• Supplied information

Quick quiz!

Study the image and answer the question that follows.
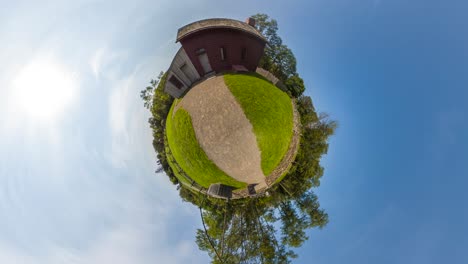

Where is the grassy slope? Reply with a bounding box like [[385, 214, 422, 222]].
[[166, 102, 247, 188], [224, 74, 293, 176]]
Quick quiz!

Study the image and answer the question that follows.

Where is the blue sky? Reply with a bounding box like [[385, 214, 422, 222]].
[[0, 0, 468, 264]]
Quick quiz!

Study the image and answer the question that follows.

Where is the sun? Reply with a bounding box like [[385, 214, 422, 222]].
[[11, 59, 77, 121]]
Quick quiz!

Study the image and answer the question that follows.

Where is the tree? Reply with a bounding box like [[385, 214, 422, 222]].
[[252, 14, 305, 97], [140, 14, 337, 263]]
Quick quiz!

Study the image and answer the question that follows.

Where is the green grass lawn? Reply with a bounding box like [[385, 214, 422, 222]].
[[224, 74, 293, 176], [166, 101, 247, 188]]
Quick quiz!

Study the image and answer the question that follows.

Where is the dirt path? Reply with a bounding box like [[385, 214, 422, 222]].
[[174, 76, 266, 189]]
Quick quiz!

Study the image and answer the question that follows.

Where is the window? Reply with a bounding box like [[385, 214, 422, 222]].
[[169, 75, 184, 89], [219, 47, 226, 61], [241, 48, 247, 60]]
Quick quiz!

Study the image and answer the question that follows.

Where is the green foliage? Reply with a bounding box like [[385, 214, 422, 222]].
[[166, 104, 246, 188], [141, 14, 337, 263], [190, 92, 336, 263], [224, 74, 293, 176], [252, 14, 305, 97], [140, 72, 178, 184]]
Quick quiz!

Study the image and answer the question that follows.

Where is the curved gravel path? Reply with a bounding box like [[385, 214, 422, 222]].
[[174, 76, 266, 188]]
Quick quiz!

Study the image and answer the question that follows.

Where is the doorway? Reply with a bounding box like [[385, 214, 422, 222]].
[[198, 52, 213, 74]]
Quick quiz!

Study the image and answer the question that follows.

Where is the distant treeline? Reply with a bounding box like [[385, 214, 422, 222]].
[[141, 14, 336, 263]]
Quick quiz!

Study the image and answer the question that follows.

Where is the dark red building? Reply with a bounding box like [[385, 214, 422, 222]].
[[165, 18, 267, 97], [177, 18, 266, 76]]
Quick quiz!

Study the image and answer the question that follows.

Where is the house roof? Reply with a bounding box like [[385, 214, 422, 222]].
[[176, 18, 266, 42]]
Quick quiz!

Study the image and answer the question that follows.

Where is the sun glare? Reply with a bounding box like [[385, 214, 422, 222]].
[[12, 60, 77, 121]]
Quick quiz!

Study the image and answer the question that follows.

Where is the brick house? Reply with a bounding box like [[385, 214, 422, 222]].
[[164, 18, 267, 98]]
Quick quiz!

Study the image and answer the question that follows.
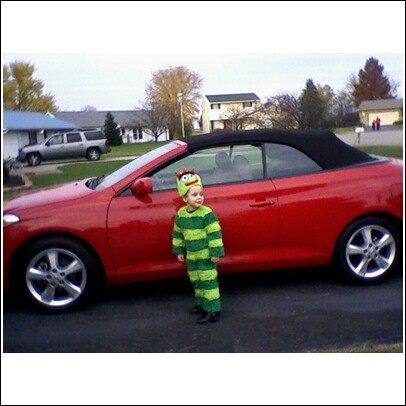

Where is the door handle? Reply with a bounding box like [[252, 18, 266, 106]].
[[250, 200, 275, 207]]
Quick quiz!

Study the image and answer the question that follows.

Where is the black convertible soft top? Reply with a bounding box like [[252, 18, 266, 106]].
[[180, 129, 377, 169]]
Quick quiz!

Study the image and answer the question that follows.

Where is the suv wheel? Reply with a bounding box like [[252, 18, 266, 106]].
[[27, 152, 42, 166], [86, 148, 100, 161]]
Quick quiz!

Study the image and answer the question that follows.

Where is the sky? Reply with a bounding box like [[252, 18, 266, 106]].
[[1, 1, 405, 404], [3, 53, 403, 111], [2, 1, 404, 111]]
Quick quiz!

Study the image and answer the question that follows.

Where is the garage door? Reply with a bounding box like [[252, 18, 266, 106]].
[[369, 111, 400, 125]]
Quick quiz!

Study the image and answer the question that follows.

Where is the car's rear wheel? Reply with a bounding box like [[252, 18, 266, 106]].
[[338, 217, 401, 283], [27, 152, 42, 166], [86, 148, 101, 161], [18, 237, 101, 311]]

---

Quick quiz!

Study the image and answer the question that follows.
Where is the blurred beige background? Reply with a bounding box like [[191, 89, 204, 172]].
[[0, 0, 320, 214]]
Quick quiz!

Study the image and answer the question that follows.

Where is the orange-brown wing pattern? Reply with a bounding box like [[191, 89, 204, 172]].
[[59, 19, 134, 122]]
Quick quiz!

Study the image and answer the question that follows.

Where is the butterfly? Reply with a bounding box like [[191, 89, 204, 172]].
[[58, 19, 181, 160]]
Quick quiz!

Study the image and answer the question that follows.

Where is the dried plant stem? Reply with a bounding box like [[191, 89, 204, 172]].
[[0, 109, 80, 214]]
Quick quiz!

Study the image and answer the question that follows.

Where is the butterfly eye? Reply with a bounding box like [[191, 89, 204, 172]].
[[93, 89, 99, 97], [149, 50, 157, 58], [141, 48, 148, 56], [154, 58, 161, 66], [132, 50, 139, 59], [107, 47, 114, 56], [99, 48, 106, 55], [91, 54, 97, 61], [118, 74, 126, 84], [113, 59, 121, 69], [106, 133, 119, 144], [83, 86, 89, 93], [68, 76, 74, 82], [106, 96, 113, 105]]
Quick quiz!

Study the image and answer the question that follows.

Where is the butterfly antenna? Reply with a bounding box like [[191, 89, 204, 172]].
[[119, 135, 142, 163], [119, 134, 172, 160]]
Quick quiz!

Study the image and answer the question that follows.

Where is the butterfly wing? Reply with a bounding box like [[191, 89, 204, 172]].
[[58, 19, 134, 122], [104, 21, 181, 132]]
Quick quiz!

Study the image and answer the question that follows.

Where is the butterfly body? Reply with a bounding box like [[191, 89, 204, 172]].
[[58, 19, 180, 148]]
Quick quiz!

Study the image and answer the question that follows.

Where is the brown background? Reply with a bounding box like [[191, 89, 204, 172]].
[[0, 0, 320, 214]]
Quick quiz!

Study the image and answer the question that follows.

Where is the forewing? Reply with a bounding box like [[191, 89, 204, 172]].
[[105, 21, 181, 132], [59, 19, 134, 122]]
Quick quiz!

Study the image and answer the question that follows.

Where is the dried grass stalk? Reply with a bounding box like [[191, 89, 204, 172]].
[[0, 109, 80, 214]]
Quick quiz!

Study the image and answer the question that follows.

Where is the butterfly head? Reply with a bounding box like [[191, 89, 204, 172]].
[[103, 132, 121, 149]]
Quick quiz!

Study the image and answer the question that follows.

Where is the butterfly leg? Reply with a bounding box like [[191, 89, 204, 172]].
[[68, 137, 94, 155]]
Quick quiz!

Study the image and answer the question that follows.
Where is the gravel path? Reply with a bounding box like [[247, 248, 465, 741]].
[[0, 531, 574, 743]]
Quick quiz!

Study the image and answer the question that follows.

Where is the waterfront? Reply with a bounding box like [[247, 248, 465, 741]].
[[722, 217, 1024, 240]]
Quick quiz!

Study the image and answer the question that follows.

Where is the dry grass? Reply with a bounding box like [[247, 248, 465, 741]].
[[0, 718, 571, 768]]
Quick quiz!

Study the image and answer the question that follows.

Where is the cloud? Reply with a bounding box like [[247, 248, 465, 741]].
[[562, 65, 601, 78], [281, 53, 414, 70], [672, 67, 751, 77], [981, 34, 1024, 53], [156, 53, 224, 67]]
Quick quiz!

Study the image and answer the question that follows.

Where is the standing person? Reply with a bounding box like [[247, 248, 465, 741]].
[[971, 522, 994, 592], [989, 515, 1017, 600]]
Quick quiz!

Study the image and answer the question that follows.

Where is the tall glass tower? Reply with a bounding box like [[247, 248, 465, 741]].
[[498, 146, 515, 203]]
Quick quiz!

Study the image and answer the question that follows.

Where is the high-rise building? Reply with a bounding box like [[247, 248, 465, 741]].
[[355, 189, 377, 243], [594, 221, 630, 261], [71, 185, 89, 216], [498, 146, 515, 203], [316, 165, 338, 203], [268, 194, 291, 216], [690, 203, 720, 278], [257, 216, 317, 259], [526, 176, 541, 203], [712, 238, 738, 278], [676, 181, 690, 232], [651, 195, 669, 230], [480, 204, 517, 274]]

* * *

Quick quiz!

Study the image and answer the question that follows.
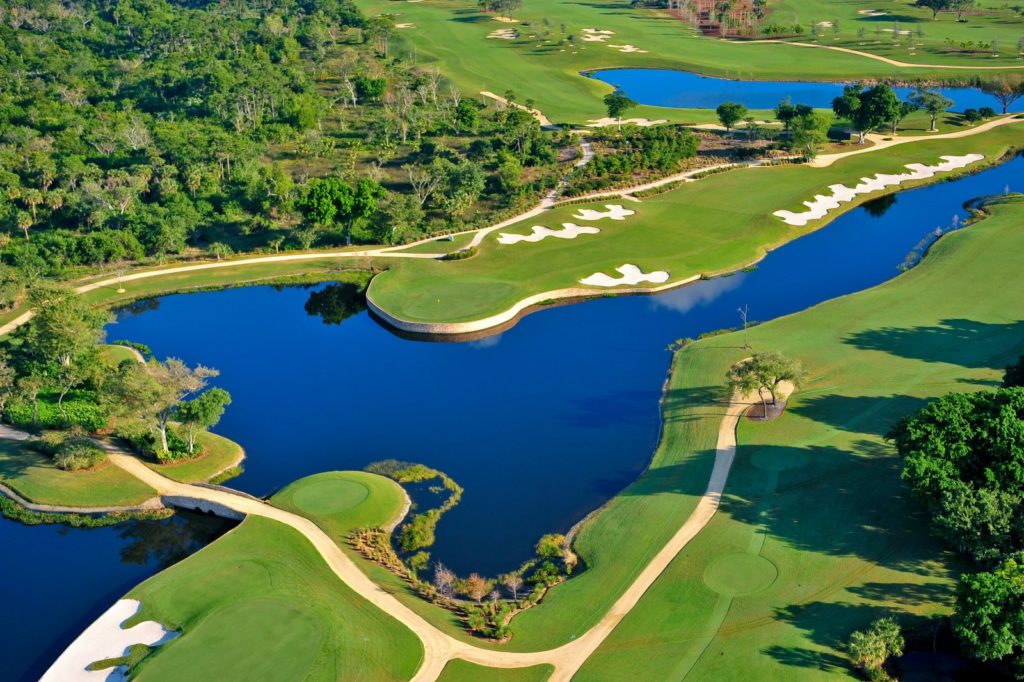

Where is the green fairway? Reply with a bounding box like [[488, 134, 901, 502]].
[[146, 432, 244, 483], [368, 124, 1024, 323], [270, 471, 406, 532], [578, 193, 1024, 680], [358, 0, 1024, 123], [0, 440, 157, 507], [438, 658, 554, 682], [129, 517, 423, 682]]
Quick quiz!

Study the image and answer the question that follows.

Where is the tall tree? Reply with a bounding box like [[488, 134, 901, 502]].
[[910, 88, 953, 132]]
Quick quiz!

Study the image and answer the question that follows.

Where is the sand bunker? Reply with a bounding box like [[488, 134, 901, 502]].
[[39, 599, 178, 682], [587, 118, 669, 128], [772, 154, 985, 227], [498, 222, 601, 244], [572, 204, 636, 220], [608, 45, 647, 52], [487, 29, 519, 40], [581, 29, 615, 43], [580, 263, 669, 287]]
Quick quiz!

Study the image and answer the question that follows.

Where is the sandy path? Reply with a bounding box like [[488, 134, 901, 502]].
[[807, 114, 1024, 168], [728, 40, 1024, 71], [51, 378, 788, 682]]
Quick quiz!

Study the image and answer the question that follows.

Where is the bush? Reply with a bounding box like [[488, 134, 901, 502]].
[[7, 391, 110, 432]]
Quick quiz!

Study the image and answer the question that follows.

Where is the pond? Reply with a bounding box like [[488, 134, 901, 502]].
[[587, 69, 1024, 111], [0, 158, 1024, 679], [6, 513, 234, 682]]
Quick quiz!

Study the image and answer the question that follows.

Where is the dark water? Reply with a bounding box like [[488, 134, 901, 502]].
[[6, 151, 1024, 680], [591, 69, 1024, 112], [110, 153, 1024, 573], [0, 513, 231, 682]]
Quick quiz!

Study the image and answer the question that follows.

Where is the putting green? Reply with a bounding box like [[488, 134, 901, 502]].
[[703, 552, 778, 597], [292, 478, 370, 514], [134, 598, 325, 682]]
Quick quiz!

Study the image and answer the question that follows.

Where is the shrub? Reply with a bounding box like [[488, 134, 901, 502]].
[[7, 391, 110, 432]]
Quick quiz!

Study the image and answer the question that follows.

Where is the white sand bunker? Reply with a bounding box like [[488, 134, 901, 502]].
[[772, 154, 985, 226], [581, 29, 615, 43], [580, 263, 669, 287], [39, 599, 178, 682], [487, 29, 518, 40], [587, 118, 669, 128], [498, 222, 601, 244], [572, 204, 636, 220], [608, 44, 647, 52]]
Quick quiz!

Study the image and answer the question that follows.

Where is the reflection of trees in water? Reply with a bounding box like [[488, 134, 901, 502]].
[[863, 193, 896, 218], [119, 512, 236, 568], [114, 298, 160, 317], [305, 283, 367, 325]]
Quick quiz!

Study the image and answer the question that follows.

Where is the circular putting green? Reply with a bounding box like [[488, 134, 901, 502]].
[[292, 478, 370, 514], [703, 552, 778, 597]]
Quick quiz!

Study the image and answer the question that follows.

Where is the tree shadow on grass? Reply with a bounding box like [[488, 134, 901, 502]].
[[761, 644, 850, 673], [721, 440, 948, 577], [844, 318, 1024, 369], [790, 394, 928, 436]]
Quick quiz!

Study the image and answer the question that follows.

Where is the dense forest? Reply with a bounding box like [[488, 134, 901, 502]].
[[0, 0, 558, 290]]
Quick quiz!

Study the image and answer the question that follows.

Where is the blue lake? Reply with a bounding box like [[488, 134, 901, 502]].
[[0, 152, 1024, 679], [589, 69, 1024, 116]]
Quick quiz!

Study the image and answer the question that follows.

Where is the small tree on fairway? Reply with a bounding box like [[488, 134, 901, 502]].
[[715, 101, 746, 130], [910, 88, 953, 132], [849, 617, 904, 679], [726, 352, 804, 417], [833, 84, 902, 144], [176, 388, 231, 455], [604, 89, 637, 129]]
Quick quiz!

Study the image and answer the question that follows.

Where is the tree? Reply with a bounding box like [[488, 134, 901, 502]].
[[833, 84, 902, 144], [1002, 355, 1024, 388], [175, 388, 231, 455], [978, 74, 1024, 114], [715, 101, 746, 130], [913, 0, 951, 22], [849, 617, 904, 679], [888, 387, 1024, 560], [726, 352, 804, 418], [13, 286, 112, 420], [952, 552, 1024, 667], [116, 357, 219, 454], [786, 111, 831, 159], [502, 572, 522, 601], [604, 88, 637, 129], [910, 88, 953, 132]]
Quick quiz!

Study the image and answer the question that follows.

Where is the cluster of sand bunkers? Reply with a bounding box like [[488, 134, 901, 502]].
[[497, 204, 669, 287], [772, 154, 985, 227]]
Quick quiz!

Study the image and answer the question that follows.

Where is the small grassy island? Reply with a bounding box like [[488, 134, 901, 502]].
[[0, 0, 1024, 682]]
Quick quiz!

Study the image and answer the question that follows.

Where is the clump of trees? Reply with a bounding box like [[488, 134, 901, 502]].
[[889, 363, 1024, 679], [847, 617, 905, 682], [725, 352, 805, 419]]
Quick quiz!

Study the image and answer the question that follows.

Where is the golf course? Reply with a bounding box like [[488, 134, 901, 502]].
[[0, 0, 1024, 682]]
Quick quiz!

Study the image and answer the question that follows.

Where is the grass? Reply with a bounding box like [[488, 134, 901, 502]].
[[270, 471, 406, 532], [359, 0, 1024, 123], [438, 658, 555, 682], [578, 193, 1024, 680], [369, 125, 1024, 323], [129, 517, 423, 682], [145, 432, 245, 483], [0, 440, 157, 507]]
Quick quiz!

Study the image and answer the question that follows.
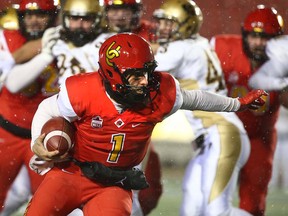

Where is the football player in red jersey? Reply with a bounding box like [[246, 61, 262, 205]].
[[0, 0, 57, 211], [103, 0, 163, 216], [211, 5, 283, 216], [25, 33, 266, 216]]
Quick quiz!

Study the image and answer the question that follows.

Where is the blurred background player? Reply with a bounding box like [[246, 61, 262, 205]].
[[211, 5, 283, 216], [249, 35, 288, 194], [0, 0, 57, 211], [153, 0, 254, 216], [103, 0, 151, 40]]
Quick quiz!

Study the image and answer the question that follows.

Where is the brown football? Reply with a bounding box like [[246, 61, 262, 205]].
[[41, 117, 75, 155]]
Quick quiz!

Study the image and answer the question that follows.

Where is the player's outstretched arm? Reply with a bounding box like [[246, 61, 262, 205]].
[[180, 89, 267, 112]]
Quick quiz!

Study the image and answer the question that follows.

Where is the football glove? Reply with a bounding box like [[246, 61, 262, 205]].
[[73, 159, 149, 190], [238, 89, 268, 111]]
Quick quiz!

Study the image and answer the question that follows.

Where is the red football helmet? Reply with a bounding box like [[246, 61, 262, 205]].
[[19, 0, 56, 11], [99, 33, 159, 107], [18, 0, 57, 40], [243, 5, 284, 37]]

• Short exercise
Show every line in the items above that contains the word "dried", copied in full.

• Exercise response
Where is the dried plant stem? Reply with a bounding box like [[191, 89, 204, 172]].
Where is the dried grass stalk? Reply with a bounding box like [[191, 89, 204, 172]].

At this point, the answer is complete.